Write out, word for word, only the lines from the one containing "Pass the image" through the final line of the data.

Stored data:
────────
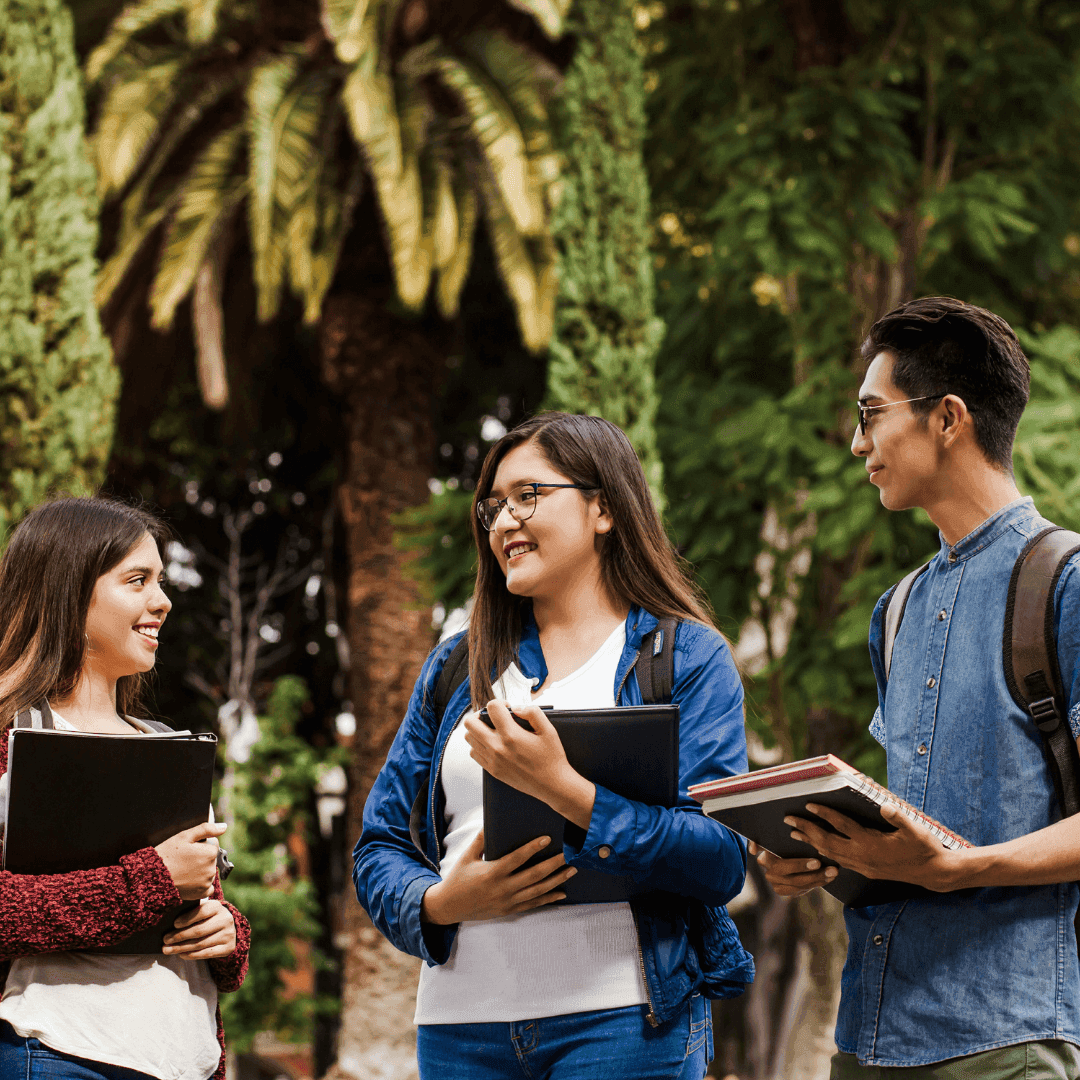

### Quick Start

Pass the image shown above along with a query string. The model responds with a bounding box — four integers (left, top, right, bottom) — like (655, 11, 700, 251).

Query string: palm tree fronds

(504, 0, 573, 39)
(186, 0, 224, 45)
(86, 0, 187, 83)
(436, 178, 477, 319)
(462, 30, 561, 201)
(95, 199, 174, 309)
(423, 47, 545, 237)
(320, 0, 371, 63)
(149, 123, 245, 330)
(246, 53, 327, 321)
(432, 160, 458, 269)
(117, 68, 242, 240)
(342, 53, 428, 308)
(478, 169, 554, 350)
(94, 57, 183, 198)
(304, 160, 364, 323)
────────
Task solution:
Pass the image shown above along with a query string. The model responds with a bounding box — four integers (left, top, right, bottom) — like (655, 11, 700, 251).

Query string: palm tree fronds

(504, 0, 573, 39)
(186, 0, 224, 45)
(86, 0, 187, 83)
(436, 178, 477, 319)
(462, 30, 561, 201)
(95, 199, 174, 309)
(423, 47, 545, 237)
(320, 0, 371, 63)
(149, 123, 245, 330)
(246, 53, 327, 321)
(432, 160, 458, 269)
(117, 68, 242, 240)
(342, 53, 428, 308)
(478, 169, 554, 350)
(94, 57, 183, 198)
(304, 160, 364, 323)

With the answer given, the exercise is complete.